* WHAT YOU ARE ASKED TO DO *
Recast the lines of the rows below, from the one containing "the red painted" through the end of the rows (both ends included), as a JSON list of strings with one string per line and blank lines omitted.

═══ THE RECORDS ═══

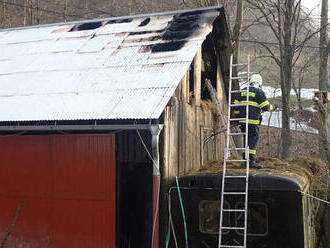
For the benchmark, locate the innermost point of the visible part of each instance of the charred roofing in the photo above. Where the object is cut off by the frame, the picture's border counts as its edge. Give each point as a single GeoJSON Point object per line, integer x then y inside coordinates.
{"type": "Point", "coordinates": [145, 22]}
{"type": "Point", "coordinates": [108, 69]}
{"type": "Point", "coordinates": [86, 26]}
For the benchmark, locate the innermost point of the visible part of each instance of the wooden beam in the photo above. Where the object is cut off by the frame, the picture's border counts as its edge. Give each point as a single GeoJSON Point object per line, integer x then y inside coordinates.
{"type": "Point", "coordinates": [185, 87]}
{"type": "Point", "coordinates": [198, 76]}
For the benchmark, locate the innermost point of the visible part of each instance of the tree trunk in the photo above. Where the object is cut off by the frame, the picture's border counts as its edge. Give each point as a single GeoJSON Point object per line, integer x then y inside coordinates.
{"type": "Point", "coordinates": [323, 70]}
{"type": "Point", "coordinates": [323, 80]}
{"type": "Point", "coordinates": [237, 30]}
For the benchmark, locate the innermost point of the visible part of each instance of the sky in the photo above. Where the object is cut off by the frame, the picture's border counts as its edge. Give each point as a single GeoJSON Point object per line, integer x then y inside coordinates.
{"type": "Point", "coordinates": [313, 4]}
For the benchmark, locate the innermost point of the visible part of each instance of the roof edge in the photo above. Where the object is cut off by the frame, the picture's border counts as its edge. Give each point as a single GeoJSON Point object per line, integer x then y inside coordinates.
{"type": "Point", "coordinates": [114, 18]}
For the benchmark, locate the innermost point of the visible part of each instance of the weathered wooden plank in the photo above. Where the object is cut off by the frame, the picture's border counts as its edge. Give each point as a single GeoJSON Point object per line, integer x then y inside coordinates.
{"type": "Point", "coordinates": [198, 77]}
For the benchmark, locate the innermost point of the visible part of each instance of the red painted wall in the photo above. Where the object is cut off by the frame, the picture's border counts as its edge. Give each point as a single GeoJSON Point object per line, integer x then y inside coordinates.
{"type": "Point", "coordinates": [67, 183]}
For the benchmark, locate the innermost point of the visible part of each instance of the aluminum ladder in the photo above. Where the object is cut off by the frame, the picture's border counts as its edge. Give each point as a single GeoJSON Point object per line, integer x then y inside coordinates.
{"type": "Point", "coordinates": [235, 194]}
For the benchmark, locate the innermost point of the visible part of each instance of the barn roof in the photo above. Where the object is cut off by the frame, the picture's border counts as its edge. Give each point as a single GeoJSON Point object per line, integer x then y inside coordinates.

═══

* EXERCISE RESPONSE *
[
  "For the benchmark, locate the innermost point of the visible part of each instance of the red painted wall in the photo above. Where the object is cut off by the frame, the picture's border counts as its edge. Give each point as a single GeoJSON Point object per line, integer x then y inside coordinates.",
  "{\"type\": \"Point\", \"coordinates\": [67, 183]}",
  "For the benchmark, locate the innermost point of the visible part of each instance of the aluminum ladder in the photo above. Where the object is cut off by the frame, the picture's border counts as its edge. Give each point as a single GeoJSON Point object per line, integer x then y inside coordinates.",
  "{\"type\": \"Point\", \"coordinates\": [235, 194]}",
  "For the benchmark, locate the innermost point of the visible part of each instance of the barn roof in the photo above. Where the object is cut off by the frame, the picture's border counts as its edge. Give each point as a single GeoJSON Point object per line, integer x then y inside coordinates."
]